_Excerpted records_:

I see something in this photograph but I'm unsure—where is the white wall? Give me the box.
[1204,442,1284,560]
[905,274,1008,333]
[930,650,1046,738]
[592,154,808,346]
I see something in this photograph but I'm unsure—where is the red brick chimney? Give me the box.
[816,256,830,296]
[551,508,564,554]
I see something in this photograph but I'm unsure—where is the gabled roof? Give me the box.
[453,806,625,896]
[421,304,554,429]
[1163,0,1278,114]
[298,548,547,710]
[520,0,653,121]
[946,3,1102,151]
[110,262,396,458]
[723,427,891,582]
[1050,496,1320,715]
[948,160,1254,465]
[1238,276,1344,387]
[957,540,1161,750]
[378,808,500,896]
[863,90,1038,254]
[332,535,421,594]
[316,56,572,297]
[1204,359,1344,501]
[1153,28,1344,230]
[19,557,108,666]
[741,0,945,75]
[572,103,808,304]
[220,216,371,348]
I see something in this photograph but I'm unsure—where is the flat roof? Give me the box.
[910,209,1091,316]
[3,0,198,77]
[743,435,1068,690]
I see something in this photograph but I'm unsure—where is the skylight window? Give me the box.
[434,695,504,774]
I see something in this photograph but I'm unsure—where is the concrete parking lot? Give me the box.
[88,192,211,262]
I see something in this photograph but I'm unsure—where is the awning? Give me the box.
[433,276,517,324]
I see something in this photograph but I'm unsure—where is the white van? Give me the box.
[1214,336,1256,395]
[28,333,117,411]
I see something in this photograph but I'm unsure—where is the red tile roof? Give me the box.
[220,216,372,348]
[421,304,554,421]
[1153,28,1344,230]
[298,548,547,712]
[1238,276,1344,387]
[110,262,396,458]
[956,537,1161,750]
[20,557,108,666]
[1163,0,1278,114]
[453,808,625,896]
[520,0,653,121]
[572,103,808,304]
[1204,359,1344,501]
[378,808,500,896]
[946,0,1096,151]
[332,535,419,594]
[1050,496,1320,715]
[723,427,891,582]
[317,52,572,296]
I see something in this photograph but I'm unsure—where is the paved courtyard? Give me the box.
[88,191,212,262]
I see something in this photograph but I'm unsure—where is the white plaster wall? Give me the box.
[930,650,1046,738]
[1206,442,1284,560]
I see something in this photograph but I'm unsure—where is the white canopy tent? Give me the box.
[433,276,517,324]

_Problem description_:
Rewrite the records from the line containing "van? Give me the box." through the line containing "[28,333,117,411]", keeping the request line as is and raising every bounding-box coordinate in the answers by 72.

_Task result_:
I see something in this photograph but I'm unsure—where is the white van? Give me the box.
[1286,408,1328,467]
[100,405,189,483]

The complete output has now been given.